-------- ВЫБРАННЫЙ ОТРЫВОК

Сравнение эссе в прозе – и прозаического по тону и последовательной «непоэтичности» стихотворения позволяет точнее понять особенности ее метода, поведения авторского «я» именно в стихах.
Меня прежде всего интересуют два аспекта. Во-первых, конечно, передача в тексте вот этого парадоксального ощущения уникальности и единственности своего «я» – и неотличимости его от «я» другого. Во-вторых, передача, в определённом смысле – исследование (осуществляемое не поэтом, а самим текстом) неопределённости положения self в пространстве: ведь как только мы фокусируемся на нем, оно не только, подобно частице в микромире, изменяет свои свойства, но и мгновенно перемещается в другого человека, или даже в тот или иной предмет.
В стихотворении происходит именно это перемещение: едва подумав: «“я” это “я”», протагонист, девочка Элизабет, та самая, которой через три дня будет семь лет, становится “an Elizabeth”, то есть какой-то, или одной из Элизабет (в стихотворении); одной из них (людей – в эссе). Тогда «я» на несколько мгновений становится вполне определённой в своем местоположении, но сюрреалистически размноженной и смещенной по сравнению с обычным «облаком» точкой. «Я» перемещается самопроизвольно, независимо от воли девочки, но очень определенно: в тётю Консуэло за дверью кабинет дантиста или в пугающую африканскую женщину с перекрученной веревкой шеей на фотографии в National Geographic.
Имя Elizabeth – распространенное. Но не в этом дело. Верно и обратное: все эти люди в приемной являются в каком-то смысле воплощением девочки, в каждом из них «я» помещено в капсулу self. Self отзывается cell: тюремной камерой, заточением.
Как и Бишоп, я ношу распространенное имя, я – an Irina, и в детстве меня тоже удивлял и даже мучил парадокс, противоречие уже знакомого чувства, что «я» – это «я», и того странного факта, что, например, мою лучшую подругу Иру Г. зовут (и в прямом смысле – зовут из окна) так же.
Неоплатоническая диалектика метафизического «Одного» и физического «много» – сквозная тема в истории человечества, но у Бишоп, как и все у нее – уникальная, своя. Ближе всего оно к пониманию Джералда Мэнли Хопкинса, чрезвычайно важного в ее мире поэта. Мотив self – один из основных мотивов Хопкинса, в свою очередь развивавшего поэтические положения Дунса Скота и, конечно, Платона[1]. Хопкинс видел self двояко: и как некий центр, иррадиирущий качества индивидуального, узел энергии, которая в одно и то же время и творит, и являет собой деятельность существа, и как сдвинутое эксцентрично ядро, подобно тому, как круг может быть и кругом, и эллипсом в одно и то же время, или, как в некоторых гештальт-диаграммах, одна фигура может быть на самом деле сразу двумя, и ни одна из них не владеет вниманием наблюдатели в полной мере. Понимание Хопкинсом “я” как не находящегося в одной точке в один и тот же момент, как не univocal (не однозначного) центра, иллюстрируется, в частности, его большим и сложным пассажем о «Духовных упражнениях Св. Игнатия», в котором он видит self как состоящий одновременно из точки и некоего облака вокруг, концентрически расходящегося поля, вбирающего в себя вещь-мир[2]. По Хопкинсу, сам по себе текст (любой – в том числе и этот пассаж, который, как и многие тексты Хопкинса, напоминает лабиринт и сам по себе воплощает ту самую децентрализацию и деконструкцию, которые постулирует) – любой настоящий (оригинальный) текст работает на деконструкцию self как точки, вбирает часть материального мира вокруг, и это поле становится частью self – подобно тому, как ей становится оболочка человеческого тела. Так, в нашем стихотворении приёмная дантиста, все попадающие в поле зрения ребенка объекты, в которые мгновенно перелетает ее «я»: предметы и люди, журнал, лампы, куртки и сапоги, – одновременно являются его частью: даже если Бишоп не была знакома с этой конкретной медитацией Хопкинса, это следует из всех абсолютно его текстов [3].

----------------
-------- ИСХОДНЫЕ ДАННЫЕ

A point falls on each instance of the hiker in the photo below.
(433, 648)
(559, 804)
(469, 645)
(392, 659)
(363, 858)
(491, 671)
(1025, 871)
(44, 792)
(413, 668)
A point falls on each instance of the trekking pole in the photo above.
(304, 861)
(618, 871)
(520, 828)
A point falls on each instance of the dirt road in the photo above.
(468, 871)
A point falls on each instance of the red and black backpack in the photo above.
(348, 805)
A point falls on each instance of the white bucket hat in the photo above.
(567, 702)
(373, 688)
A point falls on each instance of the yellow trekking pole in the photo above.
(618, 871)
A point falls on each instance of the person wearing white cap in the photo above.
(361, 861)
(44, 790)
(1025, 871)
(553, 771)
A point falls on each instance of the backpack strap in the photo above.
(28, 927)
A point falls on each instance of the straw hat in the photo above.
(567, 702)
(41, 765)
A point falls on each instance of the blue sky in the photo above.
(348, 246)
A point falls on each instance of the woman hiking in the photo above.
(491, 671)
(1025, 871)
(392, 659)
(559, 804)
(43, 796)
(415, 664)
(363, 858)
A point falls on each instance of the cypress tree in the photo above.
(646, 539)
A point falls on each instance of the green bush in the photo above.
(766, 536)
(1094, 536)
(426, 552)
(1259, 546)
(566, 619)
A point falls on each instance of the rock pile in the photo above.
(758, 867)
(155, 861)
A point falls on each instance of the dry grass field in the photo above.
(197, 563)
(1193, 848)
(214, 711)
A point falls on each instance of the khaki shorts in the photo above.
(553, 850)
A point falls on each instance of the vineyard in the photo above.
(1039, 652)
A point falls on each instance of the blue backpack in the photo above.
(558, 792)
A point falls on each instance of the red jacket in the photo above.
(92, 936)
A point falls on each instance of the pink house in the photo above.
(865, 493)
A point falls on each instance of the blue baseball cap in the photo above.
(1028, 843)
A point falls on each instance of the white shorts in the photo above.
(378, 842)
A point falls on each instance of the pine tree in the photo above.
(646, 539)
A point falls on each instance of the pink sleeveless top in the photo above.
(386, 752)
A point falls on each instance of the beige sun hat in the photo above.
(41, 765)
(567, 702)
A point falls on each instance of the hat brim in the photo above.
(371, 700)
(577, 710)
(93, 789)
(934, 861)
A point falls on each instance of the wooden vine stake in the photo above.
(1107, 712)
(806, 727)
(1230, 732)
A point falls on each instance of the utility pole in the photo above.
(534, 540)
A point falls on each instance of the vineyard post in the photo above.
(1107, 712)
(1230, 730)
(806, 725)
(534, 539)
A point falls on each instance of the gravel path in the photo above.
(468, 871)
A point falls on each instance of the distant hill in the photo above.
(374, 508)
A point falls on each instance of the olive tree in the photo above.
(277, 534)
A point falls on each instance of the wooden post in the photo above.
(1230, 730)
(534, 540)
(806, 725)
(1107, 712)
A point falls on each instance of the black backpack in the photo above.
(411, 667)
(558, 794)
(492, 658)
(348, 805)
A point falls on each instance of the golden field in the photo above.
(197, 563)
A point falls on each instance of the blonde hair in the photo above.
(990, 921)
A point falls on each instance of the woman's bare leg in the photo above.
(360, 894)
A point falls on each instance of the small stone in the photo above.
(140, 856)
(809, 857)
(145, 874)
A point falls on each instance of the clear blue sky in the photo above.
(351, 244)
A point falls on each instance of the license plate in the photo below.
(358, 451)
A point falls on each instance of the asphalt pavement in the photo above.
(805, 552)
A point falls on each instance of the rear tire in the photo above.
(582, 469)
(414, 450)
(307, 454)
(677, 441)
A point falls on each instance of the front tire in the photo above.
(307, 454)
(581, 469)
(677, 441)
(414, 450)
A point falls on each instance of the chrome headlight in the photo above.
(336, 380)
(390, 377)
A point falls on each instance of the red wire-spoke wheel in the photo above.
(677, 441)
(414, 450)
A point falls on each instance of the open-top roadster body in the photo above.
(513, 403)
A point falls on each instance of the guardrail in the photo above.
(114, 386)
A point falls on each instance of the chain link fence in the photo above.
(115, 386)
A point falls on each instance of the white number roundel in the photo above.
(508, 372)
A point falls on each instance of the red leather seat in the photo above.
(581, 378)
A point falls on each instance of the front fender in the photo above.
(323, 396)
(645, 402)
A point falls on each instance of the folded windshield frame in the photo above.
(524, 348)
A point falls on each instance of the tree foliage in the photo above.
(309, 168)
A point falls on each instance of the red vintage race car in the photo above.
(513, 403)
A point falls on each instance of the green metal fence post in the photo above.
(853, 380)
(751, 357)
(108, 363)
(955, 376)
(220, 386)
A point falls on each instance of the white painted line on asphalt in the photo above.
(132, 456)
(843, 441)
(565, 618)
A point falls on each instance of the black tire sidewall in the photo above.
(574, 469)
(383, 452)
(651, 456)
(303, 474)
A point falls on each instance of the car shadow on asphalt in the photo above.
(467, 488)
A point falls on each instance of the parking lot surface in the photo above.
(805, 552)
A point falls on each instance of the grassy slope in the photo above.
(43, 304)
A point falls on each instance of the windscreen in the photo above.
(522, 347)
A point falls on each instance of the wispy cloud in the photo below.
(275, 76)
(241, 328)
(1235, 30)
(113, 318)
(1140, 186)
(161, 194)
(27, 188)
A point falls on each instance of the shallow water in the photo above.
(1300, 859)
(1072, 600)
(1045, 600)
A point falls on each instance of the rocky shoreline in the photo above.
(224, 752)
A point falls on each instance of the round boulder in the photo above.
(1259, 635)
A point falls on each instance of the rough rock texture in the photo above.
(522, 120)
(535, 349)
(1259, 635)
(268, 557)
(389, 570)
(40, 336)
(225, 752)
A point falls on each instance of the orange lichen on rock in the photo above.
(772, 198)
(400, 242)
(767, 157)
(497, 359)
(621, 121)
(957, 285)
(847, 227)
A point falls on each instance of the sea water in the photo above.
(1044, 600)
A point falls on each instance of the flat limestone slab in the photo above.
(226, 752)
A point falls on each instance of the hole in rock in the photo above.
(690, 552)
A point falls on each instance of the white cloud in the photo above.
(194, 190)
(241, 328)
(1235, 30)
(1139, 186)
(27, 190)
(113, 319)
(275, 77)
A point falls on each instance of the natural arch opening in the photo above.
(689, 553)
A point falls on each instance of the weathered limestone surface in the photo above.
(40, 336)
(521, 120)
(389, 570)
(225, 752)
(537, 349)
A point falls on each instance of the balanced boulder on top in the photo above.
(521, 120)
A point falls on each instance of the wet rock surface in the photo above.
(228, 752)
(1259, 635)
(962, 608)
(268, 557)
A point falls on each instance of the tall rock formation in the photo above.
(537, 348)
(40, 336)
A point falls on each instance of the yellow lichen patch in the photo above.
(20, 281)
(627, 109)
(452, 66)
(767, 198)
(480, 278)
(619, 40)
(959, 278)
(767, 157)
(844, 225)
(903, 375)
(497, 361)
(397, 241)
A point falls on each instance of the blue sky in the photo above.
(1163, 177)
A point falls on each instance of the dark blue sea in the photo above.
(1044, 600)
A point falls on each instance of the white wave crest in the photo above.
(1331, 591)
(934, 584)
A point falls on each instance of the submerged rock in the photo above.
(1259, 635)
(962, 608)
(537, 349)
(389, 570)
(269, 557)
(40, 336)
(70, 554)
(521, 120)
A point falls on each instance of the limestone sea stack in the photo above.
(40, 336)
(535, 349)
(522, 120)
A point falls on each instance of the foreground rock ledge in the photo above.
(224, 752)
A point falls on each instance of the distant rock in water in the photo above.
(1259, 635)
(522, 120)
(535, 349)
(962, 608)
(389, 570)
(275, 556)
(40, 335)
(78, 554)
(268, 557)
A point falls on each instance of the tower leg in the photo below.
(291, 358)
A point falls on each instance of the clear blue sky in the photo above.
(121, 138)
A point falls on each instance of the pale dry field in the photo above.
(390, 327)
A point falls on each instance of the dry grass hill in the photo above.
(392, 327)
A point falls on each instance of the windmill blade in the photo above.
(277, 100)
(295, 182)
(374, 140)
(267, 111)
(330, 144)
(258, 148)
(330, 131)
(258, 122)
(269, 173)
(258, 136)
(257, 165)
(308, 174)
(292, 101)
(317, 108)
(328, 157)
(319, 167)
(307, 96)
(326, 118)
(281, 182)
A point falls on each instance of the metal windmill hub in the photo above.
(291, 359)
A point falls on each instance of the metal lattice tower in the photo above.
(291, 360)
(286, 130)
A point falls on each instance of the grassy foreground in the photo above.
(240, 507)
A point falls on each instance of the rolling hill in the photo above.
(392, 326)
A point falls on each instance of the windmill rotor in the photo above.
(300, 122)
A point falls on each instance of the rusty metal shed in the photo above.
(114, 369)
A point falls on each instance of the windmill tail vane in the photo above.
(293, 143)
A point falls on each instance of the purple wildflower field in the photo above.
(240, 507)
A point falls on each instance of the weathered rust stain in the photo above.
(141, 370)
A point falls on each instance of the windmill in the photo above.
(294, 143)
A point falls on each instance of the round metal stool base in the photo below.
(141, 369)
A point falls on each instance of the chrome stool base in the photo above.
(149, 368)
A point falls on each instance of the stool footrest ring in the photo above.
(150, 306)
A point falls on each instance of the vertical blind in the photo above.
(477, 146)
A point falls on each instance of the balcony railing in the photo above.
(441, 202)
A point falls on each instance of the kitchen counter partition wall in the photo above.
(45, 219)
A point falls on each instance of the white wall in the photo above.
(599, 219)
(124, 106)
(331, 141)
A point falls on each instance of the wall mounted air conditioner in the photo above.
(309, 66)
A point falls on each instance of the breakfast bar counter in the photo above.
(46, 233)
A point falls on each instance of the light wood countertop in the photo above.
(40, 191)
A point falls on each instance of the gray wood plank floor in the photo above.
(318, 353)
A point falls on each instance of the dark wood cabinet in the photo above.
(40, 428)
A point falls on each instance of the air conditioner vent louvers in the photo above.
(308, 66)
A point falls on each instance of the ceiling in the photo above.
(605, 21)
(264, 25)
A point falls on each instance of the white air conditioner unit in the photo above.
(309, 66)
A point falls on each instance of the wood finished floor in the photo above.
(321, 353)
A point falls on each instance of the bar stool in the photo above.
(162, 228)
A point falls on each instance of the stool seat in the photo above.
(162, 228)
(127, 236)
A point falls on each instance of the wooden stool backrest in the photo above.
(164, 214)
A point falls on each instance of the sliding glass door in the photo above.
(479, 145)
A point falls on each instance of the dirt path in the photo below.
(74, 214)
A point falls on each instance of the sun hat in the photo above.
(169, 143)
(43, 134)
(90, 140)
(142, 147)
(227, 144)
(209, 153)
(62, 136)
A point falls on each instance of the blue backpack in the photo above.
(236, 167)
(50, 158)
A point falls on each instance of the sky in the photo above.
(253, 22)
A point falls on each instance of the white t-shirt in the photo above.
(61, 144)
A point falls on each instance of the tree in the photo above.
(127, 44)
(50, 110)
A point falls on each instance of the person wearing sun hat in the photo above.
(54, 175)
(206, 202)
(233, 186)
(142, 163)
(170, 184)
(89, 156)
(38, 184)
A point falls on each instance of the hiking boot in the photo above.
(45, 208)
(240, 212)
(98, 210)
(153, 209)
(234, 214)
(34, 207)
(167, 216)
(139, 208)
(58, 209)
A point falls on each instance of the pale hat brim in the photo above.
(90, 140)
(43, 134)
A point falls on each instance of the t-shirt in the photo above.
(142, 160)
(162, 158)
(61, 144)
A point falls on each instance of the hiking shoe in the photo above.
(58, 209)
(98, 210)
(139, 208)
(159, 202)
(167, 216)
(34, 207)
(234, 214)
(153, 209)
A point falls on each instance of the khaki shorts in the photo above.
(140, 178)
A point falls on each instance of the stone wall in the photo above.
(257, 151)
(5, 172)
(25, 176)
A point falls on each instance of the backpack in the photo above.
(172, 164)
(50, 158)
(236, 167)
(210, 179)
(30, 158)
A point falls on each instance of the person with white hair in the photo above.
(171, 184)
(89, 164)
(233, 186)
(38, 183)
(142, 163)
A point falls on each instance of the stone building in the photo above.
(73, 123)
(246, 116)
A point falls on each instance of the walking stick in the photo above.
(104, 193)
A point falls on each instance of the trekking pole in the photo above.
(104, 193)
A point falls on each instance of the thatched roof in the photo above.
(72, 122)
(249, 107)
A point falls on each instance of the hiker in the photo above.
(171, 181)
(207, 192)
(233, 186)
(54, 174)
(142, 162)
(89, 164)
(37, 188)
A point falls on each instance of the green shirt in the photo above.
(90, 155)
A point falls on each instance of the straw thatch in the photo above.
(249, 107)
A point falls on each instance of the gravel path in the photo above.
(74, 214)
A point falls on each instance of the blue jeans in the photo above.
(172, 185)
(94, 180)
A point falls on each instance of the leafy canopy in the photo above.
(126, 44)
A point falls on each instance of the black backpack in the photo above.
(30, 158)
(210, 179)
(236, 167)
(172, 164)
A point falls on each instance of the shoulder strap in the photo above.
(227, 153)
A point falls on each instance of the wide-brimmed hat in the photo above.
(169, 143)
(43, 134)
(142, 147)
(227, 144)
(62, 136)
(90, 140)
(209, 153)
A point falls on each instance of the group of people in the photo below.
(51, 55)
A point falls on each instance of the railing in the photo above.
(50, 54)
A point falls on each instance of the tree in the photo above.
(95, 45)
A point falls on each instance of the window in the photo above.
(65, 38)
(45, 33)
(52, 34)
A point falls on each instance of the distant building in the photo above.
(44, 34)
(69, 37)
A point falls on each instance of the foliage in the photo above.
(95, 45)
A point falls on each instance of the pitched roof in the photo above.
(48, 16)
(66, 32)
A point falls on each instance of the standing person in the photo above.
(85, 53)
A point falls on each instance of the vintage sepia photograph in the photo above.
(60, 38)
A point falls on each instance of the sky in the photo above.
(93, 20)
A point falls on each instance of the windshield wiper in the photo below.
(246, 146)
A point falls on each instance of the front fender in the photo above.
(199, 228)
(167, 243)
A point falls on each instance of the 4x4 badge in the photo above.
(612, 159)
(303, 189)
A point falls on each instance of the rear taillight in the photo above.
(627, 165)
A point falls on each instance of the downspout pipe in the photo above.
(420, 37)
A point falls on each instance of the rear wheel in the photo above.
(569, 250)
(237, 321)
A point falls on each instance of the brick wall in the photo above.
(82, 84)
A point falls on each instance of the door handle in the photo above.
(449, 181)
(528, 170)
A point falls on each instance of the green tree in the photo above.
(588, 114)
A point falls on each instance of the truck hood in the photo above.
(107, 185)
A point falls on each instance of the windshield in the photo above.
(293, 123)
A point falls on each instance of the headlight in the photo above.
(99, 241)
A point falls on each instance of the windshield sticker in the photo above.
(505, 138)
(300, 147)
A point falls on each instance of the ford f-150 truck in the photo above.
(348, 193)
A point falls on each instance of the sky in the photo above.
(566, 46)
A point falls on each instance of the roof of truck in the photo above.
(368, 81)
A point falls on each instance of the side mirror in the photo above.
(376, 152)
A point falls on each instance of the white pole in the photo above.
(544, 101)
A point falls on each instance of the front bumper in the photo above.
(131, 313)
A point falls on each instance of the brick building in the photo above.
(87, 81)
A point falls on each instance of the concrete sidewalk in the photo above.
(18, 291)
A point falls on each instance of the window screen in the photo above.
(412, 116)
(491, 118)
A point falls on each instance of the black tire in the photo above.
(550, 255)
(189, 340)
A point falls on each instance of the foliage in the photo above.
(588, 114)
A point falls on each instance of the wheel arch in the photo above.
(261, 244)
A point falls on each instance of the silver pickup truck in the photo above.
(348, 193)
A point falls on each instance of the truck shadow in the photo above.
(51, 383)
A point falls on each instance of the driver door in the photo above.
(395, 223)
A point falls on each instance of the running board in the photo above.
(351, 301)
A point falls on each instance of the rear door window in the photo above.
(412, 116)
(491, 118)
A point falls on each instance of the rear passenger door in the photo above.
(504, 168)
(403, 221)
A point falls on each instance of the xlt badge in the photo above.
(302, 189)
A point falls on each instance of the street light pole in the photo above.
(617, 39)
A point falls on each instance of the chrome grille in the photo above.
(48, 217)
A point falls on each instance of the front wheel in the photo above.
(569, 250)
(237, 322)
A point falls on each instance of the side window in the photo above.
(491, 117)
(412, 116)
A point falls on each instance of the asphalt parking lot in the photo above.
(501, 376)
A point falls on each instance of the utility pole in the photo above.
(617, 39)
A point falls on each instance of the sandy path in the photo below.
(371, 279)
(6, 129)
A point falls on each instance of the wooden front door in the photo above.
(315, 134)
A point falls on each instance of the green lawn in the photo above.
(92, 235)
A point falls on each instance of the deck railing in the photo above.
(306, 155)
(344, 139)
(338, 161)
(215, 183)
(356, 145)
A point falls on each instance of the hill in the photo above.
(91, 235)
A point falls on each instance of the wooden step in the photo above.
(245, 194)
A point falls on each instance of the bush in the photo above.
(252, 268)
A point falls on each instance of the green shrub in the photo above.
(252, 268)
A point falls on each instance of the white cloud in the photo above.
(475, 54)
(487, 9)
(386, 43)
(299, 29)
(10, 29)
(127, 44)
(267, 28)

----------------

_ЗАДАНИЯ_:
(a) Перескажите короче абзац отрывка о Бишоп, начинающийся словами «В стихотворении происходит именно это перемещение», и сохраните его главные факты.
(b) Пожалуйста, продолжите отрывок о Бишоп, начав сразу после его последнего предложения.
Эти записи взяты из другого источника.

_ОТВЕТЫ К УПРАЖНЕНИЮ_:
(a) Героиня стихотворения, девочка Элизабет, которой через три дня исполнится семь лет, думает: «“я” это “я”». Едва подумав так, она становится “an Elizabeth”, то есть одной из Элизабет (в стихотворении) или одной из людей (в эссе). На несколько мгновений «я» получает вполне определённое место. Но это точка, сюрреалистически размноженная и смещённая по сравнению с обычным «облаком». «Я» перемещается само, помимо воли девочки, но очень определённо. Оно переходит в тётю Консуэло за дверью кабинета дантиста или в пугающую африканскую женщину с фотографии в National Geographic.

(b)
Self у Хопкинса, и как и у его предшественников, есть одновременно воля и подчинение: с одной стороны, это способность к волевому усилию (благодаря качеству – почти органу, которое Хопкинс называет arbitrium); с другой, это усилие ограничено противоположным действием, как в третьем законе Ньютона, других selves, и, в случае Хопкинса, конечно – самого Бога. У Бишоп – и именно в стихотворении, а не в эссе – создается это напряженное мыслеощущение почти физически данного взаимодействия [4].
Стихотворение «В приемной» не случайно открывает последнюю книгу Бишоп. Не случайны змеиное (хопкинсовское “coiling”): продвижение к центру – и в то же время эксцентричность этого центра, напоминающие и о жизни самой Бишоп в Бразилии, и жизни и литературном поведении близких ей людей – например, эксцентричной Мариэнн Мор в своем Бруклине, вдали от «литературного процесса» и “big boys” тогдашней поэзии[5].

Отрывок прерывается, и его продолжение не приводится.